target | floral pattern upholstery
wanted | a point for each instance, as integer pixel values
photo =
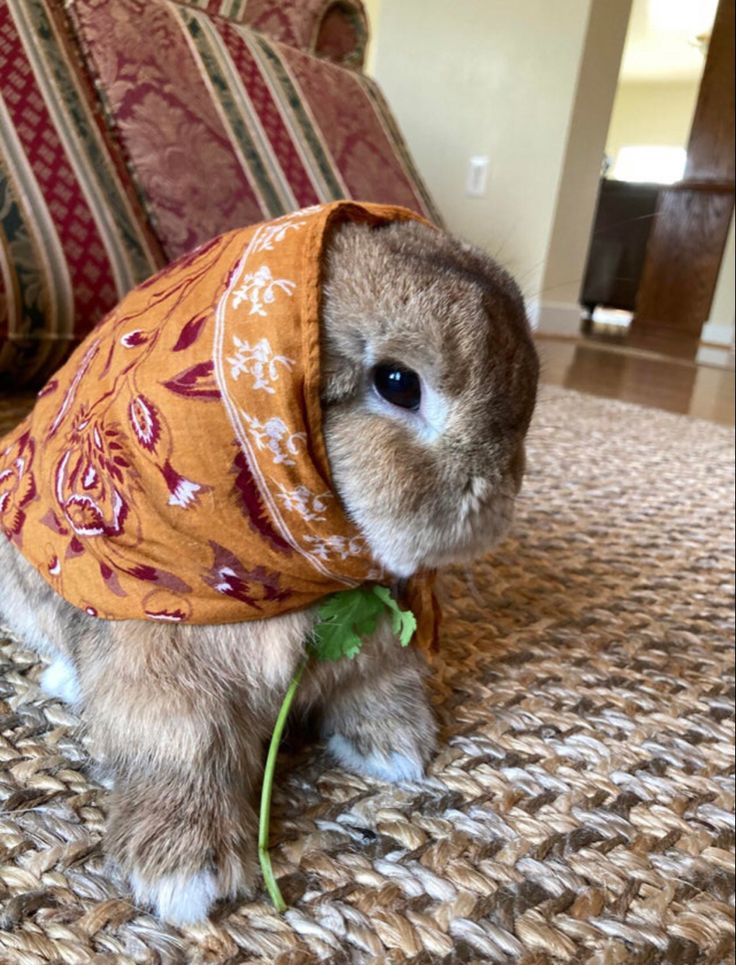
(134, 130)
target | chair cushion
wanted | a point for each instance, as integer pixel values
(335, 29)
(73, 238)
(221, 127)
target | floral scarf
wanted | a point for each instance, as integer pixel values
(175, 469)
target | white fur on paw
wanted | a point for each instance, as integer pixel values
(393, 767)
(60, 680)
(178, 898)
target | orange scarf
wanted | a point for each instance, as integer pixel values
(175, 468)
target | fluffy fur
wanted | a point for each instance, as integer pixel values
(177, 714)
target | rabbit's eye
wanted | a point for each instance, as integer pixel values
(398, 386)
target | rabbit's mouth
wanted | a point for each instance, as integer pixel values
(469, 533)
(481, 527)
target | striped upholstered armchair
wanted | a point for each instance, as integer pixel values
(133, 130)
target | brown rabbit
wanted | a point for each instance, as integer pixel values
(428, 384)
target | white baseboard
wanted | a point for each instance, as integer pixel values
(559, 318)
(718, 333)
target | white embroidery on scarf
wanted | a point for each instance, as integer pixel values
(331, 547)
(259, 361)
(274, 435)
(310, 506)
(259, 289)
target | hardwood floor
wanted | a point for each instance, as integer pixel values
(677, 385)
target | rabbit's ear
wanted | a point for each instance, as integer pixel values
(429, 378)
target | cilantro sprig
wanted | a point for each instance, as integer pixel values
(345, 620)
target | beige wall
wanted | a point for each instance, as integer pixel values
(652, 113)
(486, 77)
(580, 178)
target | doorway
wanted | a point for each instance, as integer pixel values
(656, 253)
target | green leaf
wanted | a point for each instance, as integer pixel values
(344, 620)
(403, 622)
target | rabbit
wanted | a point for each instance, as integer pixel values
(429, 377)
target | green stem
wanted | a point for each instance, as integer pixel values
(264, 819)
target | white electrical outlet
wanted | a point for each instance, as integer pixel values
(475, 183)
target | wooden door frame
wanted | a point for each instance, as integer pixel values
(685, 249)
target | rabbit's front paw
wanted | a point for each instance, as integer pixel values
(391, 766)
(178, 898)
(182, 850)
(60, 680)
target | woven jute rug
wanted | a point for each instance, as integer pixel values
(581, 806)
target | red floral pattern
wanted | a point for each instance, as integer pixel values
(174, 470)
(17, 485)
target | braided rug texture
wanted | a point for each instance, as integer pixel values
(580, 809)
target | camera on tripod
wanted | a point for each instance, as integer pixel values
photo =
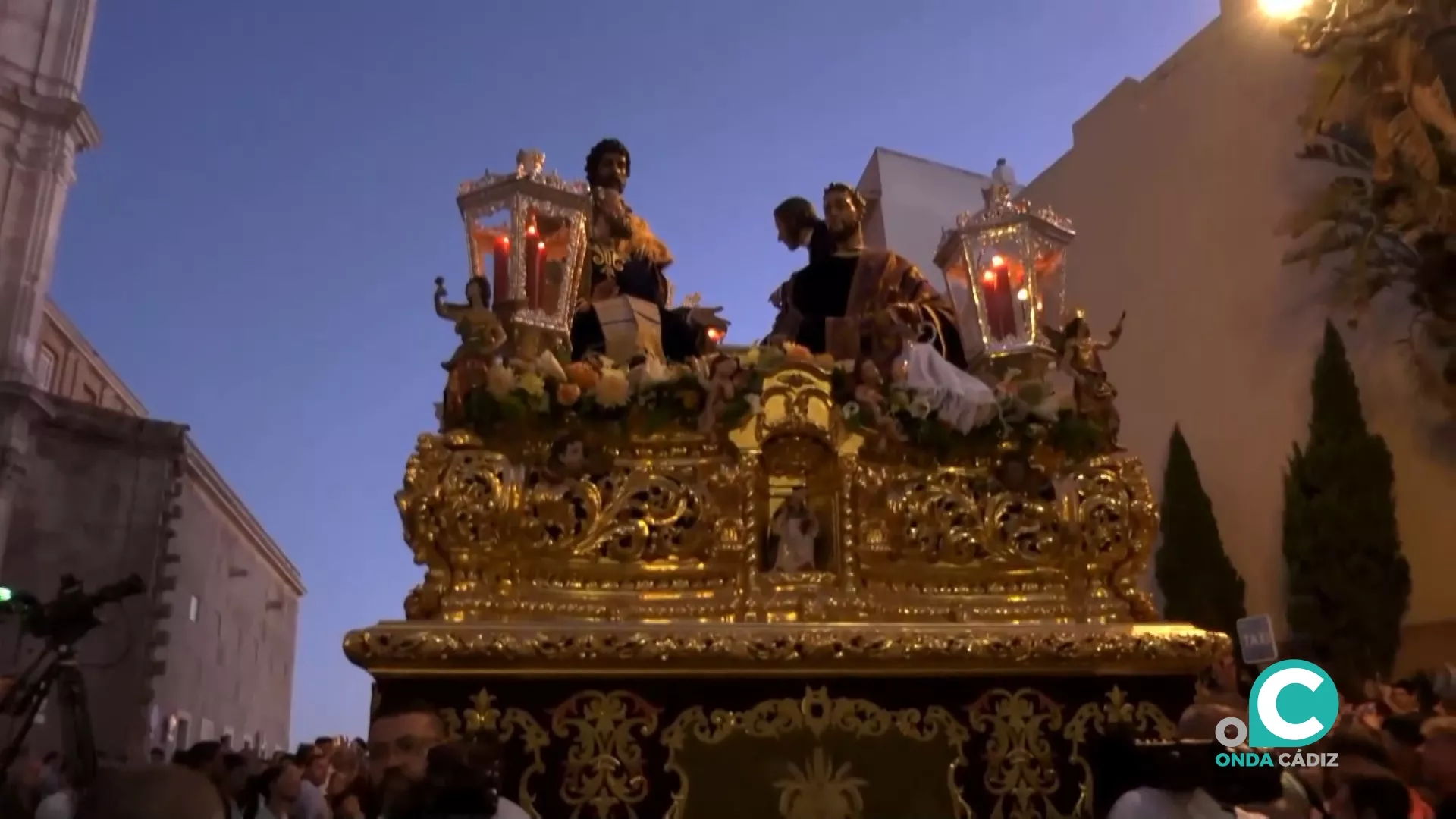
(60, 623)
(72, 614)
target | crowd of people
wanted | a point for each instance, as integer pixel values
(1395, 745)
(406, 770)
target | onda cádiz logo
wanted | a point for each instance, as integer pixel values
(1293, 704)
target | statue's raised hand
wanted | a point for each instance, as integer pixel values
(710, 318)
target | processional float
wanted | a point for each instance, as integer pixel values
(758, 583)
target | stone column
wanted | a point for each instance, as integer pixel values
(42, 127)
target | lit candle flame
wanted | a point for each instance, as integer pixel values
(1283, 9)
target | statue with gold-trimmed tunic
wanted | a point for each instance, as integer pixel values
(856, 302)
(622, 302)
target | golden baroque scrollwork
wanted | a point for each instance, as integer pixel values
(1024, 770)
(604, 773)
(819, 787)
(510, 726)
(673, 525)
(601, 648)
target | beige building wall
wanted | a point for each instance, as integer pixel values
(1175, 184)
(234, 613)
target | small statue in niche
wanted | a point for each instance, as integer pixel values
(481, 341)
(1092, 394)
(566, 460)
(794, 529)
(721, 385)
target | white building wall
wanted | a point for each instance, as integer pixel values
(913, 202)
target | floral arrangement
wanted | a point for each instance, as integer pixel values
(648, 395)
(718, 391)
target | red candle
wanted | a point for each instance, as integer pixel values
(533, 268)
(501, 268)
(1001, 309)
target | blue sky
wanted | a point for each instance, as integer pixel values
(254, 245)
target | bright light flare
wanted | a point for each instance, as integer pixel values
(1283, 9)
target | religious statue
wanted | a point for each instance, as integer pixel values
(1092, 395)
(852, 302)
(622, 306)
(481, 340)
(794, 528)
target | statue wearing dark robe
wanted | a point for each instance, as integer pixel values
(861, 302)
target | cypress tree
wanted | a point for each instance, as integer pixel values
(1194, 573)
(1348, 583)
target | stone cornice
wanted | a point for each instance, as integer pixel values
(209, 479)
(63, 114)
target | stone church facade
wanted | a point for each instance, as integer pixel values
(92, 487)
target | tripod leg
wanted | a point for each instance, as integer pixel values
(22, 684)
(76, 726)
(34, 695)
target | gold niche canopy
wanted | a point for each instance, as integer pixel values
(528, 238)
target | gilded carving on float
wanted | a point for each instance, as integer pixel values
(816, 789)
(604, 774)
(510, 726)
(1095, 717)
(1021, 767)
(645, 649)
(682, 526)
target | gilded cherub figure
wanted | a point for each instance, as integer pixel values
(1092, 394)
(794, 528)
(481, 341)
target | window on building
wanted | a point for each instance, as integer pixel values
(46, 368)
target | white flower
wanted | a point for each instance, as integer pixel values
(500, 381)
(613, 388)
(549, 368)
(647, 373)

================

Copy the records above word for word, starting at the line that contains "target | stone cornice" and continuing through the end of the records.

## Exercise result
target | stone cornice
wanted | a point for each instance, as integer pixel values
(209, 479)
(63, 114)
target | stone church facade
wanted | a point for each instance, as integer pixel values
(92, 487)
target | tripod leg
wanted | a point for each instance, as integer pixel values
(22, 684)
(76, 726)
(34, 695)
target | gold niche canopy
wanted | a point for each instance, as integer pixel values
(528, 238)
target | gilded carving on float
wanted | a point for each instance, as integer pixel values
(816, 789)
(604, 774)
(510, 726)
(1095, 717)
(1021, 767)
(645, 649)
(682, 526)
target | gilded cherub figure
wanted | a point for each instance, as integer pixel values
(1092, 394)
(794, 528)
(481, 341)
target | window on building
wanted | a point for each instance, as integer pixel values
(46, 368)
target | white flower
wanted | a point for each instance, as integer pixel values
(500, 381)
(613, 388)
(549, 368)
(647, 373)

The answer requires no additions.